╭─ Data for analysis

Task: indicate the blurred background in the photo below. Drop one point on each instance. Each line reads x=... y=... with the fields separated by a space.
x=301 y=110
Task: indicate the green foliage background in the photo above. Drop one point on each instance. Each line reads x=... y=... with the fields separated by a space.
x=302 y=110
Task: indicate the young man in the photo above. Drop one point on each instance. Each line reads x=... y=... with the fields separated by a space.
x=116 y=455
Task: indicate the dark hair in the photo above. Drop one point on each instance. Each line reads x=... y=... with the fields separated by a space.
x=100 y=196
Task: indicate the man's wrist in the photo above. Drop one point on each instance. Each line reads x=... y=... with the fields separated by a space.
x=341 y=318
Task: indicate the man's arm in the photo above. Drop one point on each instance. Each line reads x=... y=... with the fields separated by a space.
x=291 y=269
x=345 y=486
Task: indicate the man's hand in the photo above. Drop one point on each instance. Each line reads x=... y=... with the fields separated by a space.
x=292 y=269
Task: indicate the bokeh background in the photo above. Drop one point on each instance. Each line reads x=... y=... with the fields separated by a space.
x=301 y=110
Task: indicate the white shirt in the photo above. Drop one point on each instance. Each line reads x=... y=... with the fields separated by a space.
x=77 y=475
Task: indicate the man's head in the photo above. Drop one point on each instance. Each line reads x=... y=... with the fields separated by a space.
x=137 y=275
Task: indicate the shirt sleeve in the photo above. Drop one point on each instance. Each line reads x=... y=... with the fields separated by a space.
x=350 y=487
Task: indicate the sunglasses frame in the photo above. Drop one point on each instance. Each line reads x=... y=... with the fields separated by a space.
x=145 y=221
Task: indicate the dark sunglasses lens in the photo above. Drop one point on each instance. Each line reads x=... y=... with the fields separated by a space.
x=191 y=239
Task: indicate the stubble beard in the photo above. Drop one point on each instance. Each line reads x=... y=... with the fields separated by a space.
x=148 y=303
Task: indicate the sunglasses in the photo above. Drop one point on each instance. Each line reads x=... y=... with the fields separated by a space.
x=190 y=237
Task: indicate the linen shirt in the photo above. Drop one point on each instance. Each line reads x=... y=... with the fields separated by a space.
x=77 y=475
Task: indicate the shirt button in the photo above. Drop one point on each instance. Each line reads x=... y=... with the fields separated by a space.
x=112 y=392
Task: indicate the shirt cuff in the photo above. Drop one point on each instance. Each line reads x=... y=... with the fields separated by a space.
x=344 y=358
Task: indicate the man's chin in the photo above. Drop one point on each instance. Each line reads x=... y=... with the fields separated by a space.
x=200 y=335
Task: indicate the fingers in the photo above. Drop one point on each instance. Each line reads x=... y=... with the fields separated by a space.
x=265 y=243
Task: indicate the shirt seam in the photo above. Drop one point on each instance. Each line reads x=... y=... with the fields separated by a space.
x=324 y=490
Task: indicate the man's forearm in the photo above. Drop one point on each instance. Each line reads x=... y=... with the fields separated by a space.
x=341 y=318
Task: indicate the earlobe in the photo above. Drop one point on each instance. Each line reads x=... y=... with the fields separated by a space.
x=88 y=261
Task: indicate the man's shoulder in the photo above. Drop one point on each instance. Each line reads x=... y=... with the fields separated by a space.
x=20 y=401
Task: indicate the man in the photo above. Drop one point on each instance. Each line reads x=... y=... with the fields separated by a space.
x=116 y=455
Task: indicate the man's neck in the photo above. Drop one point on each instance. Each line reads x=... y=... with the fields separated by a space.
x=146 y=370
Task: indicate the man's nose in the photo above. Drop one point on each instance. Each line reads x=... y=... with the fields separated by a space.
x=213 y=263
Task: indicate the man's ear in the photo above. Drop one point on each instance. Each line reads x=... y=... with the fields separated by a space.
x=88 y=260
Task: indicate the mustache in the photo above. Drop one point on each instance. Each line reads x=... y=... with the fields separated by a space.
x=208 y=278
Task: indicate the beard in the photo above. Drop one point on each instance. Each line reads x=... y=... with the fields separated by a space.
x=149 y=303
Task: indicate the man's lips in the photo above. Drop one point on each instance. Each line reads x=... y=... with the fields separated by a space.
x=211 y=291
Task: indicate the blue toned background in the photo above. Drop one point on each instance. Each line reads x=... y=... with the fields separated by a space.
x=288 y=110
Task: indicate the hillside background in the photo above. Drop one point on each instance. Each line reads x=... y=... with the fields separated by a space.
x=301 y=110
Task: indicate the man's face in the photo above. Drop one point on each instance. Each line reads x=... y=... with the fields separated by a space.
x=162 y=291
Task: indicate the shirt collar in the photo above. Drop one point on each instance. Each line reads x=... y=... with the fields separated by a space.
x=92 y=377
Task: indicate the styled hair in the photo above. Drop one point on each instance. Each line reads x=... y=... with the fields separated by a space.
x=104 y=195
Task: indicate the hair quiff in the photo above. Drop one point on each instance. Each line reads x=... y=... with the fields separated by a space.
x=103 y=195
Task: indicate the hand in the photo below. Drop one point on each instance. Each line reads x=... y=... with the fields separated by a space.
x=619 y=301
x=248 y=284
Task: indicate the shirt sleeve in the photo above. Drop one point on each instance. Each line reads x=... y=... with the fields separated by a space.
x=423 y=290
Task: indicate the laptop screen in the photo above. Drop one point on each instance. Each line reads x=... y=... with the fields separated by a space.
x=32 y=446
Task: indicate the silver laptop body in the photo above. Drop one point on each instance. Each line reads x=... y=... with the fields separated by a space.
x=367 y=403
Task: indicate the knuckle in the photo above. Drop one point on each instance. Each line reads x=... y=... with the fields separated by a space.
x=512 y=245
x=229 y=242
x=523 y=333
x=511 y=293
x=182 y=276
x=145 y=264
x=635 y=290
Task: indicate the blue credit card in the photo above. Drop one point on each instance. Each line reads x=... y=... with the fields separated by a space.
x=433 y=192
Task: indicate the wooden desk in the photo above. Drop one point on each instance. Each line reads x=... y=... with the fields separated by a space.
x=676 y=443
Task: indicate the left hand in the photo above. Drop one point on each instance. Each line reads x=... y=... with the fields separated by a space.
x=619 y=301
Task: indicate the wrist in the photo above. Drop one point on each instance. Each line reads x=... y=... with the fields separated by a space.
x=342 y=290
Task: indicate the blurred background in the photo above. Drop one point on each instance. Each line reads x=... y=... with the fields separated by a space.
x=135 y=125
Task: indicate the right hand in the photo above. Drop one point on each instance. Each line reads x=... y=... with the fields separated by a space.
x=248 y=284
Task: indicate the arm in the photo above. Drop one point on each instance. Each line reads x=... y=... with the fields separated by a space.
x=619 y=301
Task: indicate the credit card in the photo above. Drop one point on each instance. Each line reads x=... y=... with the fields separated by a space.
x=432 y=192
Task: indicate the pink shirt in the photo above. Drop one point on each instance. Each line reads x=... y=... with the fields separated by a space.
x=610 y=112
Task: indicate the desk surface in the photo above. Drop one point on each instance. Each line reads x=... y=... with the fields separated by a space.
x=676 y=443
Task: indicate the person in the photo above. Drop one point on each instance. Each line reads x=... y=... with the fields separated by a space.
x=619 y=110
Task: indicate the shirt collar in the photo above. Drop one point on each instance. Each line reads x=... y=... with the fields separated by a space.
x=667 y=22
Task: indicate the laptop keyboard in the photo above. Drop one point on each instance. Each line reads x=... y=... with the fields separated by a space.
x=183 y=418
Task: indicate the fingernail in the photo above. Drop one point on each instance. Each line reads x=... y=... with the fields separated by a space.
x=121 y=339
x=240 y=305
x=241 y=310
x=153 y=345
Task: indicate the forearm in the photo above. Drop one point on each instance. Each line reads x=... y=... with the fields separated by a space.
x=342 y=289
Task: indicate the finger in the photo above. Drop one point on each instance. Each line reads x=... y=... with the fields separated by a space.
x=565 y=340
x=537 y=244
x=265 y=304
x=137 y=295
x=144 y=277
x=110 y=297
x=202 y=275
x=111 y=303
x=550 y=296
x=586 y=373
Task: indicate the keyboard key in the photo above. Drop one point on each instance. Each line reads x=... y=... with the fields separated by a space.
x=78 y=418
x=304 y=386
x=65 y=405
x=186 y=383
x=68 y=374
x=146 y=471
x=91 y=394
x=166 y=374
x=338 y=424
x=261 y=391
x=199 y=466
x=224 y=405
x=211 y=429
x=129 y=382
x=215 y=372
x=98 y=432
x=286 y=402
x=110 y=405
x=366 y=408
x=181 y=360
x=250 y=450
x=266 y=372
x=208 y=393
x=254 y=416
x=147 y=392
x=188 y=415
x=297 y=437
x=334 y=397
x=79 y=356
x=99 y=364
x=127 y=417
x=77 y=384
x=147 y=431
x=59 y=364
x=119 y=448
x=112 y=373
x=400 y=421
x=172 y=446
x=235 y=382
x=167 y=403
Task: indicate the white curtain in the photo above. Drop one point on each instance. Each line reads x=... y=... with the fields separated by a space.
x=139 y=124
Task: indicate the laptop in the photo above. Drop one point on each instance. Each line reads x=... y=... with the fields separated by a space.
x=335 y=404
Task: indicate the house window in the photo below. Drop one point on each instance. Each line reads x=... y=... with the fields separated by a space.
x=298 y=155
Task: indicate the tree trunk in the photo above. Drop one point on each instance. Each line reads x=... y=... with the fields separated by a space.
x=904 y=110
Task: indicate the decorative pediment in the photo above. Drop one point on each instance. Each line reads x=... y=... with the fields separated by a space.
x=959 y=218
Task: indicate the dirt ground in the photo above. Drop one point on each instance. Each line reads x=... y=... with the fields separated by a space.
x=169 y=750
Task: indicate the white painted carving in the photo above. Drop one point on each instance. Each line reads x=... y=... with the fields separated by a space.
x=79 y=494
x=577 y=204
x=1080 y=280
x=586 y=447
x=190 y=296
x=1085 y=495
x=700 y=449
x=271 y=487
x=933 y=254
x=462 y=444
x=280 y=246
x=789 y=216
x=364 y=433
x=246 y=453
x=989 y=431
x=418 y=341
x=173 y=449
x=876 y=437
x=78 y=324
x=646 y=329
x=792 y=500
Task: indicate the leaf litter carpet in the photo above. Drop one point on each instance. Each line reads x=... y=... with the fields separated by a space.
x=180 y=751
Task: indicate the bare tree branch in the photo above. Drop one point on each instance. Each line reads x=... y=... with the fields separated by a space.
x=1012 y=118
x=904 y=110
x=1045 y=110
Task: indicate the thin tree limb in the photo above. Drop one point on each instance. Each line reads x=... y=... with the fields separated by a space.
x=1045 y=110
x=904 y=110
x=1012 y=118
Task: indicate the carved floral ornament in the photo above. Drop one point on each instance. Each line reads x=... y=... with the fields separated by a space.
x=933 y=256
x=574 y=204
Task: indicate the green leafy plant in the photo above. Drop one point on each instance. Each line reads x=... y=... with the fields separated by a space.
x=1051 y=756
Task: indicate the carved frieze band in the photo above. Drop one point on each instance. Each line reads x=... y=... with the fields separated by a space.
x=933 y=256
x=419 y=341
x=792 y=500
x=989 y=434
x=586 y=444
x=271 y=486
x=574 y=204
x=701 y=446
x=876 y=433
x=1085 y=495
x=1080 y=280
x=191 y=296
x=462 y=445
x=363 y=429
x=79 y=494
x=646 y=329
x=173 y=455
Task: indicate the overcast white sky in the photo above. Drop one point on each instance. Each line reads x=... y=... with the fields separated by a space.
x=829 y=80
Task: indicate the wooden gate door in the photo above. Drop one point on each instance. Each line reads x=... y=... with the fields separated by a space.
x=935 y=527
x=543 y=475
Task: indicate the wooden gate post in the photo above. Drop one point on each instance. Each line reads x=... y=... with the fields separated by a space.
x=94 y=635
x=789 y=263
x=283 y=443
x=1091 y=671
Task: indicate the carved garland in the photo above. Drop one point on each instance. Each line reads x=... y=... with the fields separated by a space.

╰─

Print only the lines running from the one with "Task: indicate the overcast" to the final line of the data above, each exactly as it appears.

Task: indicate the overcast white sky in the photo above. Drop one point on each instance. Each line reads x=... y=... with the fields separated by a space.
x=829 y=80
Task: indicate the wooden gate door in the photo above. Drop one point on each instance. Each line reads x=... y=... with the fields separated by a space.
x=935 y=527
x=543 y=475
Task: indicate the wooden gate post in the photo above. Drop one point on each instance. Each line reads x=... y=... with the fields separated by a space.
x=94 y=635
x=789 y=263
x=283 y=443
x=1091 y=671
Task: indicate the carved garland in the photo above. Drop one point on each instance. Each line reads x=... y=... with the fields separated by a space.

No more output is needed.